取り組む問題.
(1) 梅津美治郎の電報についての抜粋を読み、次の(a)〜(c)が抜粋の内容と合っているかどうか、それぞれ「はい」か「いいえ」で答え、決め手となる抜粋中の語句をそのまま引用してください。(a) 梅津美治郎は第一師団長だった。(b) 東京の軍上層部は速やかに決断した。(c) 有末少佐ら幕僚は、梅津の電報に特に感激を覚えた。
(2) 梅津美治郎の電報についての抜粋のうち、「2019年01月25日 | 梅津美治郎陸軍大将」で始まり「ら幕僚は、特に感激を覚えた。」で終わる部分を、一字一句違えずに書き写してください。

本文抜粋.

陸海軍けんか列伝

日本帝国陸海軍軍人のけんか人物伝。

670.梅津美治郎陸軍大将(10)長い滞欧生活で、ますます合理的な生活態度なり考え方を身につけた

2019年01月25日 | 梅津美治郎陸軍大将
 東京の軍上層部においてさえ決断しかねて説得工作に時を移しているのに対し、地方各師団長よりの電報もまたいろいろに受け取られるものが逐次到着した。

 その内で、白眉の電報は、第二師団長・梅津美治郎中将の意見具申電報だった。

 その内容は「大義名分を説いて速やかに討伐然るべし」との堅い信念を現し、「何時でも上京出発準備を整え待機の姿勢にある」といったもので、居合わせた有末少佐ら幕僚は、特に感激を覚えた。

生データ.
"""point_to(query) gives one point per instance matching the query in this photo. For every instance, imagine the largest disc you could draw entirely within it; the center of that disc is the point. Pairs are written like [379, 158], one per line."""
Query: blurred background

解いた問題.
(1)
(a) いいえ。「第二師団長・梅津美治郎中将」
(b) いいえ。「東京の軍上層部においてさえ決断しかねて説得工作に時を移している」
(c) はい。「居合わせた有末少佐ら幕僚は、特に感激を覚えた」

(2)
2019年01月25日 | 梅津美治郎陸軍大将
 東京の軍上層部においてさえ決断しかねて説得工作に時を移しているのに対し、地方各師団長よりの電報もまたいろいろに受け取られるものが逐次到着した。

 その内で、白眉の電報は、第二師団長・梅津美治郎中将の意見具申電報だった。

 その内容は「大義名分を説いて速やかに討伐然るべし」との堅い信念を現し、「何時でも上京出発準備を整え待機の姿勢にある」といったもので、居合わせた有末少佐ら幕僚は、特に感激を覚えた。